### Objective
Could you edit the data from the line containing "Find every instance of the textured" through the end of the data, replacing "cabinet door" with "cupboard door"? Return only those lines, with everything else unchanged.

### Provided records
---*---
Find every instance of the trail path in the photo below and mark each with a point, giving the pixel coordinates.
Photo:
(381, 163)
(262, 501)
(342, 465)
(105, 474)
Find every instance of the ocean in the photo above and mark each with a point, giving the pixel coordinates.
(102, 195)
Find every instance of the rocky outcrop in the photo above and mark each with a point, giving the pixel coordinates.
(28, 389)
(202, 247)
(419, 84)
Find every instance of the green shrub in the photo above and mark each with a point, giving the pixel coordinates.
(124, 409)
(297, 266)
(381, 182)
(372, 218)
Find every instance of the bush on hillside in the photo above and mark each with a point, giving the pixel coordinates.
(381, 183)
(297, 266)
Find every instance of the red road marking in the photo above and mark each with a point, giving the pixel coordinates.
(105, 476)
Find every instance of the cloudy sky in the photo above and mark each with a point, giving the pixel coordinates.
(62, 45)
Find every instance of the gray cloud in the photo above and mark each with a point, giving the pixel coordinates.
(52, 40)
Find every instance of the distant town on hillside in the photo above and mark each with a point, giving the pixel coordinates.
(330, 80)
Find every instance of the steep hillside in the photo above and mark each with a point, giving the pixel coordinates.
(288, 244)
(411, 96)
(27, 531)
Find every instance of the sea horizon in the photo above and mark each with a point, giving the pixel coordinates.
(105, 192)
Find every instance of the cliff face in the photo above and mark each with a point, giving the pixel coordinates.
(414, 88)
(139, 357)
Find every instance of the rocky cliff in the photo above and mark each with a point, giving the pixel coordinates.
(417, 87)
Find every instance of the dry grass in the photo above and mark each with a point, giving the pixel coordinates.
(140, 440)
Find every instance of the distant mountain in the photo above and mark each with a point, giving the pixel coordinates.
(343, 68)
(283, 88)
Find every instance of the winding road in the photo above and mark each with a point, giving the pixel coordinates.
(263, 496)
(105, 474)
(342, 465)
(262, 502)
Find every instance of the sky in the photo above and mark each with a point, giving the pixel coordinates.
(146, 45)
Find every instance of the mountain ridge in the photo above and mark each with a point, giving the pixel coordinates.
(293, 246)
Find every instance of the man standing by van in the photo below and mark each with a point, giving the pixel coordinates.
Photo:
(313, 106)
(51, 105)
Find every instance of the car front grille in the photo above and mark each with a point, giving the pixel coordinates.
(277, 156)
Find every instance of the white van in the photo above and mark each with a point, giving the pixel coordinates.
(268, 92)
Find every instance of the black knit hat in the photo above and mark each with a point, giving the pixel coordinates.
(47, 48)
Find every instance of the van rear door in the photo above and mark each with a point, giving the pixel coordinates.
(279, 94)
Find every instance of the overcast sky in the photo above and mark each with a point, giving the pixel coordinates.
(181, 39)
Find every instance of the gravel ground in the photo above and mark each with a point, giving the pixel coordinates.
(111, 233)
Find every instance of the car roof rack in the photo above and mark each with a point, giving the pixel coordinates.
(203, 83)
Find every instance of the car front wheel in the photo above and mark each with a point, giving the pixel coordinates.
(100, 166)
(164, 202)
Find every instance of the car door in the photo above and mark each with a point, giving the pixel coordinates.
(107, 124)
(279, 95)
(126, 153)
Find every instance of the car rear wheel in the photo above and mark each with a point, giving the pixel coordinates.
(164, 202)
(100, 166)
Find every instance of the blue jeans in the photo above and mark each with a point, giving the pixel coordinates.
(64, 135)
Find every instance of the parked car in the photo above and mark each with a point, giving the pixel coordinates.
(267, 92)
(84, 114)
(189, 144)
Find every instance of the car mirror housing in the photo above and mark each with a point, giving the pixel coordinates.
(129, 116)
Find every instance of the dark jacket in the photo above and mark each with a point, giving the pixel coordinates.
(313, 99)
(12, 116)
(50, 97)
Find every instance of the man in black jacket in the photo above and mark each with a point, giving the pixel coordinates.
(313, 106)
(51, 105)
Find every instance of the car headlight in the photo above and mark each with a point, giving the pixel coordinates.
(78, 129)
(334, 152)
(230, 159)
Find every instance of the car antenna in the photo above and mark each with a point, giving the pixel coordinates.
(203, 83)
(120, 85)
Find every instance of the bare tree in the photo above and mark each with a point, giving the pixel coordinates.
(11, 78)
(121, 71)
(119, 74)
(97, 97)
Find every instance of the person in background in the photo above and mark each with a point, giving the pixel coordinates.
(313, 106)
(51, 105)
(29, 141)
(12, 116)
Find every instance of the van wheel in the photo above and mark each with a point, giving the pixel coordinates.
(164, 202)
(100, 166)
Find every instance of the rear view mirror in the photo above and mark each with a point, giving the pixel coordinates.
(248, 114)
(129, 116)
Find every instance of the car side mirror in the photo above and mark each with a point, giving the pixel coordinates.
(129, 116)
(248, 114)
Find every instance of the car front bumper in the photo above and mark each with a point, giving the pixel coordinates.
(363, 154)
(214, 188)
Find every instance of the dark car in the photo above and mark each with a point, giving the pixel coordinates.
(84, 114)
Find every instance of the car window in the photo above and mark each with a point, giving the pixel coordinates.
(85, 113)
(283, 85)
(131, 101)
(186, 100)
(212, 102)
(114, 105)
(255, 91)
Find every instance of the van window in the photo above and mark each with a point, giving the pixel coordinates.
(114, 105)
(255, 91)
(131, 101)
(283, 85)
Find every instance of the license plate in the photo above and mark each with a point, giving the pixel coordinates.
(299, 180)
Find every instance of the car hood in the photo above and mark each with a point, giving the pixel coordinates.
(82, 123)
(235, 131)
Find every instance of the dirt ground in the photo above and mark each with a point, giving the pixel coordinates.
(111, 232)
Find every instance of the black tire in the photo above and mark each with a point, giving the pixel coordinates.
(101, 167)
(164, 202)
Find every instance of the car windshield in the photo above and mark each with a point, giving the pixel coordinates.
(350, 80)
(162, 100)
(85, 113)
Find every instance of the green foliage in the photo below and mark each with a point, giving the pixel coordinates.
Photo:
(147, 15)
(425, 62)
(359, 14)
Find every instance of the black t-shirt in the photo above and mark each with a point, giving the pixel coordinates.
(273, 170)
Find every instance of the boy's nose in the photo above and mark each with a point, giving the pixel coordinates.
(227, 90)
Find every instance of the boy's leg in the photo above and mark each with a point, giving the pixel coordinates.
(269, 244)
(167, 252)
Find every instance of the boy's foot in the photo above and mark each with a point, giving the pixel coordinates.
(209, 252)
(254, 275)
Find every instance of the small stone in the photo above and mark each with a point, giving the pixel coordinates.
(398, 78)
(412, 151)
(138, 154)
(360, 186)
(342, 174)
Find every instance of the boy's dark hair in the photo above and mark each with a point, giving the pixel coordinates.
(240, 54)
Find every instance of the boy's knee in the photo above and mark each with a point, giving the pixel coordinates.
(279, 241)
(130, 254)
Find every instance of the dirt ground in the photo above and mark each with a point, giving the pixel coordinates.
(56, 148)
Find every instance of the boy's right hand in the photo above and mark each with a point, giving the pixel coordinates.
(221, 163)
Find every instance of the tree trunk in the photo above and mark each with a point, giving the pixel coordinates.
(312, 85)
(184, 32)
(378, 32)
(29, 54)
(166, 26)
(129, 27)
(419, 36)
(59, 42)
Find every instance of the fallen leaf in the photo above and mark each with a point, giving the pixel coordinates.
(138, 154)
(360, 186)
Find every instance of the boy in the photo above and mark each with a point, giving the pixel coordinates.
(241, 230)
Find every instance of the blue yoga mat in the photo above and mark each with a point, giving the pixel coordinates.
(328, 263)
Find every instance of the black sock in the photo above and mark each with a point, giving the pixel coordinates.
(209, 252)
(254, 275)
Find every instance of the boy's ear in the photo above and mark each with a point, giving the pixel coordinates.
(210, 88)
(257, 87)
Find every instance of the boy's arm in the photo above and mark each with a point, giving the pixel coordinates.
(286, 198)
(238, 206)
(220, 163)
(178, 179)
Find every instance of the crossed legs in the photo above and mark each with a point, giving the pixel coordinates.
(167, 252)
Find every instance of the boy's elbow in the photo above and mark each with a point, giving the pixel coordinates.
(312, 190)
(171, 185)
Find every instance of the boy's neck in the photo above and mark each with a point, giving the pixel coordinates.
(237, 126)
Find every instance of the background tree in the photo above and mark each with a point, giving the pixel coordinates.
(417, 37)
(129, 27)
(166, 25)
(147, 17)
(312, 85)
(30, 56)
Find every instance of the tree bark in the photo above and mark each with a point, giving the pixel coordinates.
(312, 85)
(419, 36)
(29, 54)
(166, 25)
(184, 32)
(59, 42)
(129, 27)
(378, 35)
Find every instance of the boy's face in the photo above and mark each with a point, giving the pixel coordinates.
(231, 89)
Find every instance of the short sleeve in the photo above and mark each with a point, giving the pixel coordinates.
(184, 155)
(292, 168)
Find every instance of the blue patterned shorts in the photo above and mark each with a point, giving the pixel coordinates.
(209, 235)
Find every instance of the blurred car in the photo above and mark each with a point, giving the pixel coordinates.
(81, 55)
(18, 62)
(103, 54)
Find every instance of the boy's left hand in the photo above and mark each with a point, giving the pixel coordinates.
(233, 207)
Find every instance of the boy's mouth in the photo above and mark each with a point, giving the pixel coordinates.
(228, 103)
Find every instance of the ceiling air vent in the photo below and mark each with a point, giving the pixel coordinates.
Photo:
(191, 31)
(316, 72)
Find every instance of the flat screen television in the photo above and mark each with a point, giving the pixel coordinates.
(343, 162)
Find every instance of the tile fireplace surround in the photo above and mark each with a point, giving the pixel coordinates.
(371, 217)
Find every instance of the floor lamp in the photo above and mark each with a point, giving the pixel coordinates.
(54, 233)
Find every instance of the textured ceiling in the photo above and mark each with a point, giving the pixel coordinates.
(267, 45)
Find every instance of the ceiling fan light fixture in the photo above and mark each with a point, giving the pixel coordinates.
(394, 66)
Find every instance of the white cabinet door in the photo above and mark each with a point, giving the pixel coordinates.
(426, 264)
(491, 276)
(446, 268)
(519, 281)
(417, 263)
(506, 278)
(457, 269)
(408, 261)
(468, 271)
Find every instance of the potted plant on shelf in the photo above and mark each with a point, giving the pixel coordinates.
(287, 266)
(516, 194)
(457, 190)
---*---
### Reply
Find every instance of the textured ceiling in the photo above and mark each with a point, giving the pixel coordinates.
(267, 45)
Find every instance of the ceiling fan light fixture in the photo above and mark each with a point, giving the pixel coordinates.
(394, 66)
Find every instance of the white cupboard door in the photo above and mark each with a point, giving the pixel coordinates.
(426, 264)
(491, 276)
(446, 268)
(519, 281)
(417, 263)
(506, 278)
(457, 269)
(408, 261)
(468, 271)
Find every instance of the potted plant on shelf in the photo above and mark each with a point, giving the pixel coordinates.
(287, 266)
(516, 194)
(457, 190)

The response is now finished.